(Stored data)
※ ※ ※

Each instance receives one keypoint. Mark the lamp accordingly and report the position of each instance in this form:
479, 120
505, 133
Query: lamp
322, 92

※ ※ ※

• WHAT TO DO: Write out the data once more, word for word.

• RESPONSE TO THIS TASK:
Each instance receives one keypoint. Mark the lamp accordingly and report the position of each instance in this form:
479, 120
505, 133
Query: lamp
322, 92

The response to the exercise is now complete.